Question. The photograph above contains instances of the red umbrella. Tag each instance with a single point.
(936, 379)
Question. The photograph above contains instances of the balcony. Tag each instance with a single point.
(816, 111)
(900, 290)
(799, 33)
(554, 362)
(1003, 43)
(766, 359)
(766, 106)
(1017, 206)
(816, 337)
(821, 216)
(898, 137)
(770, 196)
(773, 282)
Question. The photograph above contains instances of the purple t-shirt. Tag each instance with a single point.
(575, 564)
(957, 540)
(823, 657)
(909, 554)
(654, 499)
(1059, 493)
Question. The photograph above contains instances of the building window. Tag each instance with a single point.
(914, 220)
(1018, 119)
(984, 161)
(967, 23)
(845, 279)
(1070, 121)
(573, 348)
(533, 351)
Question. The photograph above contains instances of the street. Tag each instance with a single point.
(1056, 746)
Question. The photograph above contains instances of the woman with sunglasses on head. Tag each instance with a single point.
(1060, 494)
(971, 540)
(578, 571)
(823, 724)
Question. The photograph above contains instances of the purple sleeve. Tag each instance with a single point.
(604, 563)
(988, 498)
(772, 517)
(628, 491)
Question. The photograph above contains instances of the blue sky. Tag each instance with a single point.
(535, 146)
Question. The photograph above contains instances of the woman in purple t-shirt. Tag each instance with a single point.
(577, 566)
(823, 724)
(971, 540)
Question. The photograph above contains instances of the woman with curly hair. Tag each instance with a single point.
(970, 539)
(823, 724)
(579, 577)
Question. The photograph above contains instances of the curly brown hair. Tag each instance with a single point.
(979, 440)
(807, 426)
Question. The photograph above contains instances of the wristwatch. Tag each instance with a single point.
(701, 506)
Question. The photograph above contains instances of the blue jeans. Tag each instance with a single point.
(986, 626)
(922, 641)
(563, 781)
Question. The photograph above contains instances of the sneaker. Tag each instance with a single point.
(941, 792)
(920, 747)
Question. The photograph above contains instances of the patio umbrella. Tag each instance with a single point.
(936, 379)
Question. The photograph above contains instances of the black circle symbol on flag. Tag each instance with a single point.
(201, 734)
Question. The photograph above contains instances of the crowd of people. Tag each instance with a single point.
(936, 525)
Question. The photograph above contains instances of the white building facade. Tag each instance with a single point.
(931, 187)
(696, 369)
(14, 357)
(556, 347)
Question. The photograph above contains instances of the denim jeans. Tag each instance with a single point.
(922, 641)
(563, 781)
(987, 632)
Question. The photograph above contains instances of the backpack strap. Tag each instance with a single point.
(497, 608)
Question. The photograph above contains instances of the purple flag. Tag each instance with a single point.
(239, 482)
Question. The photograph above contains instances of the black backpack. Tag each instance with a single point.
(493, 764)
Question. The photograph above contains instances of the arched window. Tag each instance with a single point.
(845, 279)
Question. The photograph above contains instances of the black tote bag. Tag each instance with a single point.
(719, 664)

Task directions:
Copy each entry exactly. Omit none.

The completed task:
Question. The photograph above contains instances of the red umbrella. Tag each instance with a single point.
(936, 379)
Question. The photograph above contains instances of the balcony. Tag each instance with a single point.
(816, 111)
(900, 290)
(799, 33)
(554, 362)
(1003, 43)
(766, 359)
(766, 106)
(1017, 206)
(816, 337)
(821, 216)
(898, 137)
(770, 196)
(773, 282)
Question. The photograph above contains instances of the purple t-shirt. Tag each instance with a single point.
(575, 564)
(957, 540)
(823, 657)
(909, 554)
(654, 499)
(1059, 493)
Question. The photograph above contains instances of the building window. Tag each instance with a single point.
(914, 220)
(1018, 119)
(984, 161)
(967, 23)
(845, 279)
(1070, 121)
(573, 348)
(533, 351)
Question. The photograph above contains instances of the street. Tag each instance with a single point.
(1056, 746)
Question. The photograph above contains instances of the woman with sunglasses on head. Tag each instance with a single point.
(1060, 494)
(971, 540)
(578, 571)
(823, 724)
Question. The photograph above contains instances of the purple sleeve. Tag each instance with a single point.
(604, 563)
(988, 498)
(772, 517)
(628, 491)
Question. The photograph above contains instances of the blue sky. Tag each instance with a single point.
(535, 146)
Question. The photograph above contains instances of the woman in purple t-shirt. Tag each instance with a single point.
(577, 566)
(823, 724)
(971, 540)
Question. The photograph above contains instances of the woman with curly hair. Tag each instance with a single point.
(970, 539)
(823, 724)
(579, 577)
Question. The photograph above contains instances of the curly brown hair. Tag each instance with a single point.
(979, 440)
(807, 426)
Question. The photograph above contains instances of the wristwatch. Tag each instance with a single point.
(701, 506)
Question. The photograph above contains instances of the blue jeans. Tag each instance with a single point.
(986, 626)
(922, 641)
(563, 781)
Question. The photograph above contains instances of the sneaker. Tag each instance with a single point.
(941, 792)
(920, 747)
Question. The photograph above contains instances of the patio umbrella. Tag each instance with a single point.
(936, 379)
Question. The photograph above contains instances of the black circle symbol on flag. Tag each instance with a single point.
(201, 734)
Question. The photograph above contains instances of the crowd of people. Tag each instance with a single point.
(936, 525)
Question. The photograph above contains instances of the white building facade. Tag each instance with a single point.
(931, 187)
(696, 369)
(14, 357)
(556, 347)
Question. The photograph above contains instances of the denim jeans. Tag each instance with a single point.
(922, 641)
(563, 781)
(987, 632)
Question. The photograph above contains instances of the backpack strap. Tag each instance with a single point.
(497, 608)
Question. The photograph above contains instances of the purple flag. Tag each instance with a single point.
(239, 482)
Question. The photograph above contains instances of the black backpack. Tag each instance with a single point.
(493, 764)
Question. The photograph above contains instances of the arched window. Tag each instance with a single point.
(845, 279)
Question. The photograph above contains instances of the black tote bag. Tag each instance with a single point.
(719, 664)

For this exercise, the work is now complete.